### Source ###
For example, the first line (id = 10) would be as follows:

    Plain Text
   
   [0.08083672, 0.60175675, -0.34102643, 0.4448118, 0.81003183, 0.50796205, 0.5284808, 0.009832226, 0.2445135, 0.1576684]

Now that we have these two different vectors, we can store them in SingleStore DB. However, to do this, we need to convert them to a format that SingleStore DB understands. The SingleStore DB documentation provides guidance on acceptable vector formats.

First, let's create two Dataframes, as follows:

    Python
   
   user_factors_df = model.userFactors
item_factors_df = model.itemFactors

Next, let's create and register a UDF with Spark that will perform the data conversion for us:

    Python
   
 

   import array, binascii

def vector_to_hex(vector):
  vector_bytes = bytes(array.array("f", vector))
  vector_hex = binascii.hexlify(vector_bytes)
  vector_string = str(vector_hex.decode())
  return vector_string

vector_to_hex = udf(vector_to_hex, StringType())
spark.udf.register("vector_to_hex", vector_to_hex)
  

Let's see how this UDF works with an example. Let's take some data from earlier:

    Python
   
   vector = [0.8803474, 0.7996457, -1.3396101, 1.8472301, 0.7709434, 1.4858658, 0.5260316, 1.5704685, 0.14094345, 0.022391517]

Using the following line:

    Python
   
   vector_bytes = bytes(array.array("f", vector))

We will convert our above vector to the following representation:

    Plain Text
   
   b'r^a?\x95\xb5L?Xx\xab\xbf\tr\xec?\x8c\\E?\xda0\xbe?\x02\xaa\x06?\x1d\x05\xc9?{S\x10>jn\xb7<'

The next line:

    Python
   
   vector_hex = binascii.hexlify(vector_bytes)
###
| Instructions |
(a) Print the part of the SingleStore vector tutorial between "Now that we" and "acceptable vector formats.", inclusive.
(b) In the SingleStore vector tutorial, which two Python modules are imported before the vector_to_hex function is defined?
(c) Go on with the SingleStore vector tutorial from the point where it stops.
The entries that come next are separate material, apart from the SingleStore vector tutorial.
### Listing ###
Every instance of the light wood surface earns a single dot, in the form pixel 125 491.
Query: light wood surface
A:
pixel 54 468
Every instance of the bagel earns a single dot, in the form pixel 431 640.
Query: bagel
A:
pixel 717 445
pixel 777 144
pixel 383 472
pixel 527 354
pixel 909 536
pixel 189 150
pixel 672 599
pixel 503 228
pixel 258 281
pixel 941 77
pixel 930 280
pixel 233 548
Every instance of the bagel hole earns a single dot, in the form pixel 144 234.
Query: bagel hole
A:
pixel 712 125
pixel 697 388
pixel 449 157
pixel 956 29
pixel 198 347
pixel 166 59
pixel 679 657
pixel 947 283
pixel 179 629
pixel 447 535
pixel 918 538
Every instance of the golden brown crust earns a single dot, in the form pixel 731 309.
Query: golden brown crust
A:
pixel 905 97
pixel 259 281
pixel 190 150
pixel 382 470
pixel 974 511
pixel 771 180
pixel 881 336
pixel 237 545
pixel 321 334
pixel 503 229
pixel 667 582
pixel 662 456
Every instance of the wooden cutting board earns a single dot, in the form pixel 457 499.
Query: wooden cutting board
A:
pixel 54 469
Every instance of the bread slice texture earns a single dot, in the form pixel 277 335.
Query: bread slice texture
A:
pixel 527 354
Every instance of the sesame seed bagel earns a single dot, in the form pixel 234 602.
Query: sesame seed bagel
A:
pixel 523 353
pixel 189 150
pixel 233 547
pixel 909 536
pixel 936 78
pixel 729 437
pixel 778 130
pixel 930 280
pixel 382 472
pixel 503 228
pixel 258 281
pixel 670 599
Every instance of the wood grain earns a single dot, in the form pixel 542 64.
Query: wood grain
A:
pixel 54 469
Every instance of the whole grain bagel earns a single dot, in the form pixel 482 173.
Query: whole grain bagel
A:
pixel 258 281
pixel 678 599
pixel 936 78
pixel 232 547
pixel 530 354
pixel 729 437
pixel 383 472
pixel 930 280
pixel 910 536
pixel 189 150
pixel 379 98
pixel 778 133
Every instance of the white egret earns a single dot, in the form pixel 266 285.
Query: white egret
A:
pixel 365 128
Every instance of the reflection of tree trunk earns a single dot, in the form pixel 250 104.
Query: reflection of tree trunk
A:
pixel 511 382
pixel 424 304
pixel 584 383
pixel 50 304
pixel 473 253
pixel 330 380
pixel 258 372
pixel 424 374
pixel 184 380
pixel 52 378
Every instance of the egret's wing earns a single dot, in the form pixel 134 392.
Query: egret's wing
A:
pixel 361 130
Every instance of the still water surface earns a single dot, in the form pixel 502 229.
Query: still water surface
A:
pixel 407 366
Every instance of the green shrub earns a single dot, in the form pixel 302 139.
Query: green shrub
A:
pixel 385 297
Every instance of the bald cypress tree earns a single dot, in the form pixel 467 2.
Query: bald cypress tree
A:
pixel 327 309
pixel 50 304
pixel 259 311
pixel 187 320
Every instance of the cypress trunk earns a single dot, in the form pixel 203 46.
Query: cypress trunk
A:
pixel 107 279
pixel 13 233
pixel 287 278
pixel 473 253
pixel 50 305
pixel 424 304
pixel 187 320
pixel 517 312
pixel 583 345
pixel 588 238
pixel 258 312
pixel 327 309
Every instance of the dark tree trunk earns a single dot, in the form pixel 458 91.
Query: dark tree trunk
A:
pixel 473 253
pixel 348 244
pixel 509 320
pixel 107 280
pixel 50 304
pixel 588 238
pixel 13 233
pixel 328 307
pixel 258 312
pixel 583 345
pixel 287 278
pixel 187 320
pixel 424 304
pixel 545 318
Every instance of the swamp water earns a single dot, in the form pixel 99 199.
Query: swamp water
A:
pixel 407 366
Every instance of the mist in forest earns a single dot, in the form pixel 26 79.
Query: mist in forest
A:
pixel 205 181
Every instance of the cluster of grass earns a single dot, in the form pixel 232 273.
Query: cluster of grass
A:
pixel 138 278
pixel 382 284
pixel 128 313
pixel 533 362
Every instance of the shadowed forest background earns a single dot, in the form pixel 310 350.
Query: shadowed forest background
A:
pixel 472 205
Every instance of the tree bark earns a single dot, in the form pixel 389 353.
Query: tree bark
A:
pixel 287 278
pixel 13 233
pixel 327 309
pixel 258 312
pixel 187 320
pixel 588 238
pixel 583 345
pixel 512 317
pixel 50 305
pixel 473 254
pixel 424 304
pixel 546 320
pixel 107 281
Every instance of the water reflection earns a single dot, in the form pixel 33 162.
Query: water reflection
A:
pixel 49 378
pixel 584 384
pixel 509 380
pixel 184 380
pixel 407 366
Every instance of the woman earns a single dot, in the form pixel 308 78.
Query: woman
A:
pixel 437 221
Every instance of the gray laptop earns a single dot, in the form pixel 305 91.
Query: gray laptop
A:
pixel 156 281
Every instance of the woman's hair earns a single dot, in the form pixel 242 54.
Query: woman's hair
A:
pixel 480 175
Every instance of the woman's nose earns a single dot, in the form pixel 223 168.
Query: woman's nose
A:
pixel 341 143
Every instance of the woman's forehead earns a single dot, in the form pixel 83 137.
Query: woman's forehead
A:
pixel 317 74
###
| Results of the tasks |
(a)
Now that we have these two different vectors, we can store them in SingleStore DB. However, to do this, we need to convert them to a format that SingleStore DB understands. The SingleStore DB documentation provides guidance on acceptable vector formats.

(b) array and binascii

(c)
Will then convert the previous output to the following representation:

    Plain Text
   
   b'725e613f95b54c3f5878abbf0972ec3f8c5c453fda30be3f02aa063f1d05c93f7b53103e6a6eb73c'

Finally, the following line:

    Python
   
   vector_string = str(vector_hex.decode())

Will give us the data in the format that we can store in SingleStore DB:

    Plain Text
   
   725e613f95b54c3f5878abbf0972ec3f8c5c453fda30be3f02aa063f1d05c93f7b53103e6a6eb73c

We can now apply the UDF to the two Dataframes, as follows:

    Python
   
 

   user_factors_df = user_factors_df.withColumn(
  "factors",
  vector_to_hex("features")
)

item_factors_df = item_factors_df.withColumn(
  "factors",
  vector_to_hex("features")
)
  

We can now join the users and movies Dataframes with their respective factors Dataframes and then drop any columns that we don't need. First, users:

    Python
   
   users = users_df.join(
  user_factors_df,
  ["id"]
)

users = users.drop("features")

Next, movies:

    Python
   
   movies = movies_df.join(
  item_factors_df,
  ["id"]
)

movies = movies.drop("features")

Write Data To SingleStore DB

We are now ready to write the users and movies Dataframes to SingleStore DB. In the following code cell, we can add the following:

    Python
   
   %run ./Setup

In the Setup notebook, we need to ensure that the server address and password have been added for our SingleStore Cloud cluster.

In the following code cell, we'll set some parameters for the SingleStore Spark Connector, as follows:

    Python
   
   spark.conf.set("spark.datasource.singlestore.ddlEndpoint", cluster)
spark.conf.set("spark.datasource.singlestore.user", "admin")
spark.conf.set("spark.datasource.singlestore.password", password)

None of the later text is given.